→ **About this task**:
Your task is to retype, exactly and only, the lines from the one containing "Target: man in blue shirt" to the final line of the entries, leaving out all pictures.

→ **Image point grounding data**:
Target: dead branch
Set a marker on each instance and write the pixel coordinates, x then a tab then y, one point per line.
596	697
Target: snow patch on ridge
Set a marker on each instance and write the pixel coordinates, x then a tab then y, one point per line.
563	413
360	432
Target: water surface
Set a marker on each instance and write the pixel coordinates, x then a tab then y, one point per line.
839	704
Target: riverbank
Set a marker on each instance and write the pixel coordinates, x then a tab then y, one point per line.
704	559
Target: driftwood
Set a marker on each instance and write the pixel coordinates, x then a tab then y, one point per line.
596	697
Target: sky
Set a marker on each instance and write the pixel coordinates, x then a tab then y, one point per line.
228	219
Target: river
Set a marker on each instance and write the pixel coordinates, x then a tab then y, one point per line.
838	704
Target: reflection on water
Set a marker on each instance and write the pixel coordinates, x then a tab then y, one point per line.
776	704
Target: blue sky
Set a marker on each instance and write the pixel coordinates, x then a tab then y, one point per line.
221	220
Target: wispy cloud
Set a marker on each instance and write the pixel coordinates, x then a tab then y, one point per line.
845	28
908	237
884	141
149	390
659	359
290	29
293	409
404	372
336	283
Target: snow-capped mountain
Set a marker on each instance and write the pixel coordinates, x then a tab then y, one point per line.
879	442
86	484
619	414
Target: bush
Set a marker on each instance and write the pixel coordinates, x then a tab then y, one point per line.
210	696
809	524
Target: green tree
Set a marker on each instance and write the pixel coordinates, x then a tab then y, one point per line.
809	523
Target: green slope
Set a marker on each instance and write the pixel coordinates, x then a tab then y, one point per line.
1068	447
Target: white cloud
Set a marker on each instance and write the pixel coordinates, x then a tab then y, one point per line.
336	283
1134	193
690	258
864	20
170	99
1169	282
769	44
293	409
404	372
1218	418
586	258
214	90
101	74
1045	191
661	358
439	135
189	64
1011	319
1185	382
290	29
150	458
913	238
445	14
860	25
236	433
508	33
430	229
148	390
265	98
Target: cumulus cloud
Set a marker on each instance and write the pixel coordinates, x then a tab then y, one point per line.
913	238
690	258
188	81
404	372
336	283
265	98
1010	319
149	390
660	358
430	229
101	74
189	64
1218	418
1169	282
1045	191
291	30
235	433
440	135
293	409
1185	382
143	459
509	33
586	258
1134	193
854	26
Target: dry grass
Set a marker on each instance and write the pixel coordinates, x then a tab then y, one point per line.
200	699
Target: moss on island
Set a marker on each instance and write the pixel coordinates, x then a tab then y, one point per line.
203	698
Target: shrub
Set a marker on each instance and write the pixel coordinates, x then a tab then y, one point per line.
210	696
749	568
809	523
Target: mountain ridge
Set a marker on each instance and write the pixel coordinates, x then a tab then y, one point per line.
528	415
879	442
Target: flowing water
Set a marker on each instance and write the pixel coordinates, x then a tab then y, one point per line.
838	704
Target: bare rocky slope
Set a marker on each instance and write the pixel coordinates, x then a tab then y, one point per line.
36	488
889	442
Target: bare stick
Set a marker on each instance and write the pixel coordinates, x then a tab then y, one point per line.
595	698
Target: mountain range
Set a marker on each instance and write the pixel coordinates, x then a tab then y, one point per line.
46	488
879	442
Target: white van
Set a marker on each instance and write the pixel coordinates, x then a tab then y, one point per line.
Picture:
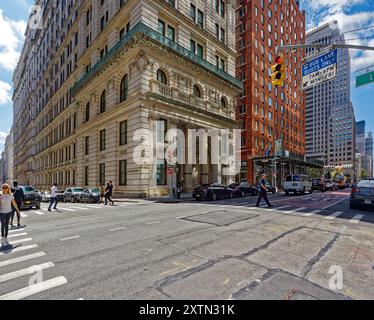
297	183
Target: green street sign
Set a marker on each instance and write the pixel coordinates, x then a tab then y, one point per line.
364	79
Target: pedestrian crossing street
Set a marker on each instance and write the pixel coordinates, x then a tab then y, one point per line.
69	208
326	214
23	268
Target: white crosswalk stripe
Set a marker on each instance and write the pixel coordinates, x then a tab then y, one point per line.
21	259
334	215
34	289
357	218
26	271
308	214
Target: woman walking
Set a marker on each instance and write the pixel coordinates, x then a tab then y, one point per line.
6	202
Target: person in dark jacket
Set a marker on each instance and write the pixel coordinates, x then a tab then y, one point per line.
263	192
19	197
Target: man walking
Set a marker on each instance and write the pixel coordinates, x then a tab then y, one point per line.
53	197
263	192
19	197
109	193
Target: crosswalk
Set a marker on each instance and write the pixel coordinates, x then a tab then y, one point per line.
21	264
69	208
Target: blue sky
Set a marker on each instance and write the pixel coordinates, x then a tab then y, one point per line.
351	14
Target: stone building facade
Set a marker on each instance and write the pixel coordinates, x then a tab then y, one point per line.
103	73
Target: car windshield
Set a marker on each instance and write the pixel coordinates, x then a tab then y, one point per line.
28	189
365	184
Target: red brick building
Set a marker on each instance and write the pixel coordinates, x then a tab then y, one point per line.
268	113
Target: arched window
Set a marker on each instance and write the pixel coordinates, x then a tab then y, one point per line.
124	88
161	76
103	102
87	117
197	92
223	102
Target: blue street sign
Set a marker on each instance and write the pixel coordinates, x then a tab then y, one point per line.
321	69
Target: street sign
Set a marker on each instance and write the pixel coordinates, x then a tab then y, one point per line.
364	79
321	69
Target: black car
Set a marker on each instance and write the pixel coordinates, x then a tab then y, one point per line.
243	189
72	194
90	196
362	195
212	192
319	184
31	198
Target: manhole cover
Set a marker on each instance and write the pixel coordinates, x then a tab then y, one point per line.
221	218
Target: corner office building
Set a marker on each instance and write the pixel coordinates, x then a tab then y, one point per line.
101	69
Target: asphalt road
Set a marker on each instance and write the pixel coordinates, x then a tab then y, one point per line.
305	247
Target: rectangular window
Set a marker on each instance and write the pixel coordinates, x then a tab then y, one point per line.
102	173
123	173
102	140
123	133
86	182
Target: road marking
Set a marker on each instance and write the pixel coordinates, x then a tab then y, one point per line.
21	241
308	214
117	229
335	203
18	249
34	289
356	218
38	212
16	230
21	259
70	238
154	222
334	215
17	235
26	271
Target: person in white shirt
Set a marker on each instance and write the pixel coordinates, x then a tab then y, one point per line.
53	197
6	201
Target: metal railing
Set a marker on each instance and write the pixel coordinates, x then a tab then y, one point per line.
143	29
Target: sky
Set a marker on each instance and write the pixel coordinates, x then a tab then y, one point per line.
351	14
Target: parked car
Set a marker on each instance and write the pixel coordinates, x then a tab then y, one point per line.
319	184
90	196
212	192
46	197
72	194
31	199
362	195
60	195
331	185
297	183
243	189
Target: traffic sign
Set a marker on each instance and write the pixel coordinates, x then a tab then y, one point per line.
321	69
365	79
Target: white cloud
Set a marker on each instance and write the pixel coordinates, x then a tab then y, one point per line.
349	18
5	92
12	36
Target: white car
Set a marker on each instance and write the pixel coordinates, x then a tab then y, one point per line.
297	183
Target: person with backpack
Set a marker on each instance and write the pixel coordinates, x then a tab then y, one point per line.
6	203
19	197
263	192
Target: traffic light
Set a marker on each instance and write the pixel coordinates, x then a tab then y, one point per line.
278	72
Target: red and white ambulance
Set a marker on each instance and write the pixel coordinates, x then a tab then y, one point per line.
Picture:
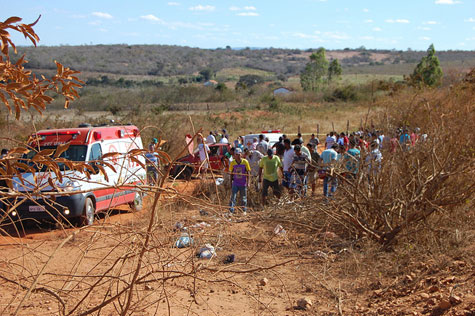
87	144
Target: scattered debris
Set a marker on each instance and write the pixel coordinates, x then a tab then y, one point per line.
321	254
304	303
279	230
455	300
201	225
179	226
229	259
207	252
444	304
184	241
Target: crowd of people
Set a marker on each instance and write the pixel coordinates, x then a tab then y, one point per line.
296	166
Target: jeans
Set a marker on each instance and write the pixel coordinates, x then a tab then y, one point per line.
334	184
234	191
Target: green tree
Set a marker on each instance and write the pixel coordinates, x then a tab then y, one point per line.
315	71
428	71
207	74
334	70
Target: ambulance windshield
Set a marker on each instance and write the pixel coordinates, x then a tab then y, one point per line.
73	153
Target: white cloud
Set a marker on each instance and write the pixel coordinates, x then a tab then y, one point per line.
397	21
102	15
151	17
447	2
78	16
336	35
248	14
201	7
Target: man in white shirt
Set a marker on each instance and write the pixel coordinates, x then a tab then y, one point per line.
264	144
210	139
288	159
331	139
224	140
203	150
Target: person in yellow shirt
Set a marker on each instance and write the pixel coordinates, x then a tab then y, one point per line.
240	173
270	164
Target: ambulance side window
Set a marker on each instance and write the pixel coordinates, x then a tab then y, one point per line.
96	152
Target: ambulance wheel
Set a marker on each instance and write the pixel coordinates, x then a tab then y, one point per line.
87	217
137	204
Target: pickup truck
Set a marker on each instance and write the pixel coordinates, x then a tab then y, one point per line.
188	165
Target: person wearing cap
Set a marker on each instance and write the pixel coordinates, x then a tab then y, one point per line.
288	159
153	144
210	139
299	168
329	158
314	141
312	167
264	144
270	164
203	151
240	173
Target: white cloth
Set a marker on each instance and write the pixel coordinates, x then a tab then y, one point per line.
203	150
288	158
265	146
210	139
330	141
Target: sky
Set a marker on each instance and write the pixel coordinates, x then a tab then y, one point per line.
333	24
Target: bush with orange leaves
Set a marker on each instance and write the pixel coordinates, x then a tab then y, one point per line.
19	88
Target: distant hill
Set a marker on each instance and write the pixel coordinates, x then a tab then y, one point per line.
165	60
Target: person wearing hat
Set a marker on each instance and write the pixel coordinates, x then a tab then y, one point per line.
329	158
153	144
240	173
270	164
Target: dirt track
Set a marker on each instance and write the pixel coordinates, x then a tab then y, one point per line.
343	282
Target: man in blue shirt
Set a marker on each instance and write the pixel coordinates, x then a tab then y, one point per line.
329	158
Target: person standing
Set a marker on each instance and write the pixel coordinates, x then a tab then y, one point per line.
270	164
288	159
352	159
203	151
279	148
240	172
331	139
314	141
263	143
329	158
299	167
210	139
312	167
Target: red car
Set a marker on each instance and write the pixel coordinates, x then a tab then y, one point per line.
188	165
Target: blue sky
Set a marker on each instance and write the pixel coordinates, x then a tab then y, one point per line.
333	24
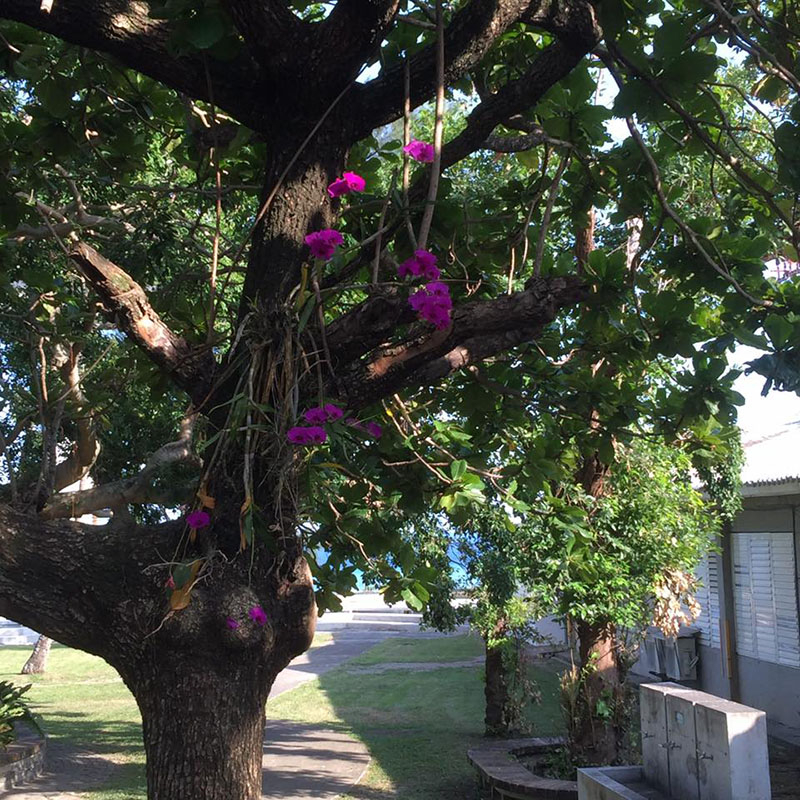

→ **Exercise result**:
Target: man in blue shirt
Set a marker on each instance and write the pixel coordinates, x then a tab then y, one point per line.
329	158
Target: person standing
Set a marker on each instance and write the pixel coordinates, x then a tab then y, one point per line.
270	164
288	159
352	159
203	151
279	148
240	172
331	139
314	141
263	143
329	158
299	167
210	139
312	167
Target: red car
Set a marker on each instance and write the pixel coordinates, x then a tab then y, one point per line.
188	165
Target: blue sky
Set a marker on each instance and write the pixel coordinates, x then a tab then y, one point per line.
333	24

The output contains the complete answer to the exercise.